━━━ ROWS

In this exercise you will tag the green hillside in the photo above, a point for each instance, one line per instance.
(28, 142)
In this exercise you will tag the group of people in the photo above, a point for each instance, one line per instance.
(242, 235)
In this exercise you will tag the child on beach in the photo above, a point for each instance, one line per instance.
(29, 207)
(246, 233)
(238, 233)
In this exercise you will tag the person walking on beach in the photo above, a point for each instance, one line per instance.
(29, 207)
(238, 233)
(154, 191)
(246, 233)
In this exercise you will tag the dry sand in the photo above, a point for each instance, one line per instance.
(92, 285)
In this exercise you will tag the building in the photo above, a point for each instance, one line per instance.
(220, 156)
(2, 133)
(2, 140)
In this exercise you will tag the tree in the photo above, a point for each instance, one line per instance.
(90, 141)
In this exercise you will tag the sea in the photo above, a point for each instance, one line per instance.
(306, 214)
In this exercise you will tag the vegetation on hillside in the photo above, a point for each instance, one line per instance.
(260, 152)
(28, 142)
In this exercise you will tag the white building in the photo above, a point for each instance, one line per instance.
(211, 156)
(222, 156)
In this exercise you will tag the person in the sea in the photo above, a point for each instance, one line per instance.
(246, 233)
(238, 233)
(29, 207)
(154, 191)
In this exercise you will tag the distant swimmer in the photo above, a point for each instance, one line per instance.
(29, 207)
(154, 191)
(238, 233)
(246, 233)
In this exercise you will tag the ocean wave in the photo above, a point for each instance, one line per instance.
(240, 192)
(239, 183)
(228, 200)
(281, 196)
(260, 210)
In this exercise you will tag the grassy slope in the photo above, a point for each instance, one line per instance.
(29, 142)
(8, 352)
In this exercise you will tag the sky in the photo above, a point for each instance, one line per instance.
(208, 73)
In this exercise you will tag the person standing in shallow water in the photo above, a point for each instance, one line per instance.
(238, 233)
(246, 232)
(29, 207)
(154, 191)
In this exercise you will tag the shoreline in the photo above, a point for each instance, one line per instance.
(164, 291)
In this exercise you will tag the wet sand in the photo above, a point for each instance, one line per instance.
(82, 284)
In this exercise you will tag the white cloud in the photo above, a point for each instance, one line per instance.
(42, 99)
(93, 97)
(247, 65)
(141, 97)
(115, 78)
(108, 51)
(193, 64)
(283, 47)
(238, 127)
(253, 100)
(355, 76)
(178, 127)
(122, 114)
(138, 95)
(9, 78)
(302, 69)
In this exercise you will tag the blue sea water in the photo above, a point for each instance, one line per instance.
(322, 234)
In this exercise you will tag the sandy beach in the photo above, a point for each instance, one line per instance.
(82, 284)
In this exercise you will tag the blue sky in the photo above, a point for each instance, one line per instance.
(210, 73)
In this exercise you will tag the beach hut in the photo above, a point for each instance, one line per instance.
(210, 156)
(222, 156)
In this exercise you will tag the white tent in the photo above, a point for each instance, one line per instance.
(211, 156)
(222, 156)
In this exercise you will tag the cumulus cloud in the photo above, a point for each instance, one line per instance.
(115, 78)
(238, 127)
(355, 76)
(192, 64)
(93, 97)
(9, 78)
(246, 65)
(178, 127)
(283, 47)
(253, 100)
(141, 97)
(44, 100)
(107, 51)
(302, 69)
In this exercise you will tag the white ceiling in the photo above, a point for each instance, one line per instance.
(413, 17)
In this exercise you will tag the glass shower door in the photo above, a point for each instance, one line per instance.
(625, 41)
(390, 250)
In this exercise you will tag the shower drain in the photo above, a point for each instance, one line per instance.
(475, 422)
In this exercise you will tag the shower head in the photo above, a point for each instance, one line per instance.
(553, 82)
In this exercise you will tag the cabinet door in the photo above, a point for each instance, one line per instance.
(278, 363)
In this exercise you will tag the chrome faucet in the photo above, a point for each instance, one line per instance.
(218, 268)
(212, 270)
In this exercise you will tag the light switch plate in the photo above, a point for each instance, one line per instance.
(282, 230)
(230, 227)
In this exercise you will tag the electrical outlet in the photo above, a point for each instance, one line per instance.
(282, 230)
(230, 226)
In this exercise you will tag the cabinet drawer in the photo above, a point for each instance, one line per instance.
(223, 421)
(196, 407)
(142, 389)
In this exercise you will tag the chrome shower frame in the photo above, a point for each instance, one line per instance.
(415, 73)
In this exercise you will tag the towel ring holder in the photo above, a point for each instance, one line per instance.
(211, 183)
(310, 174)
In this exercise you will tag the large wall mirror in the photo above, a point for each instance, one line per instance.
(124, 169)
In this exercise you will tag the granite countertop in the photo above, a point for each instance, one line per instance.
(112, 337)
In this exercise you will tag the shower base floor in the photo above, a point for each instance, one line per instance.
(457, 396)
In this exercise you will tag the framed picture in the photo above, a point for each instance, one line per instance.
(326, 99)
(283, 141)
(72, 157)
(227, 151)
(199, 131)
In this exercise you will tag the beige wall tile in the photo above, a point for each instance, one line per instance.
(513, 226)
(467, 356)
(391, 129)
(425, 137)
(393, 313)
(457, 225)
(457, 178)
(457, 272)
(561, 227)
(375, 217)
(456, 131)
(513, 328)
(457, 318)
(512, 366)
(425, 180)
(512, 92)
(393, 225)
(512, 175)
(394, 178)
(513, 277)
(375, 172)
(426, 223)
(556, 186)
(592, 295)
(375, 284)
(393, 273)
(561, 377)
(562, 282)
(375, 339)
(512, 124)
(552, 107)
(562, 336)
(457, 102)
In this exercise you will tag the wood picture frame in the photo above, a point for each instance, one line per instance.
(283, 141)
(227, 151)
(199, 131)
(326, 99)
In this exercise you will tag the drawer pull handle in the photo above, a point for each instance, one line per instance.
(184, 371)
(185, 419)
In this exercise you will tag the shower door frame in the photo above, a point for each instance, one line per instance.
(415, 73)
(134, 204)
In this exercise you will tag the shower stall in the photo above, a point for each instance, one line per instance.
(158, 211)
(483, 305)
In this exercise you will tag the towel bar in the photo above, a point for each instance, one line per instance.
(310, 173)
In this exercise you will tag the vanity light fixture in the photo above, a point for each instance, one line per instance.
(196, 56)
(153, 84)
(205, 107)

━━━━━━

PROBLEM DETAILS: Rescale the records that begin at the line containing "In this exercise you will tag the drawer" and run through the end of the records. Write out every line of that span, and multiply each point coordinate by 0.95, rounding to whole numbers with halves rounded up.

OUTPUT OF THE TASK:
In this exercise you will tag the drawer pull handle in the photo above, a point for each instance, one line per instance.
(175, 352)
(176, 398)
In this exercise you will tag the shower door frame in the photo above, a point for each instance, one line per instance.
(394, 69)
(127, 194)
In this exercise you will tag the shower stall in the photo above, a point for each instance, one line per instance.
(150, 200)
(459, 290)
In this exercise you will tag the towel bar in the photo above, a point for each instance, one line per instance.
(295, 164)
In this exercise you will tag the vanity light fixture in the photo above, a point for each instance, one line per instance.
(186, 53)
(145, 80)
(195, 102)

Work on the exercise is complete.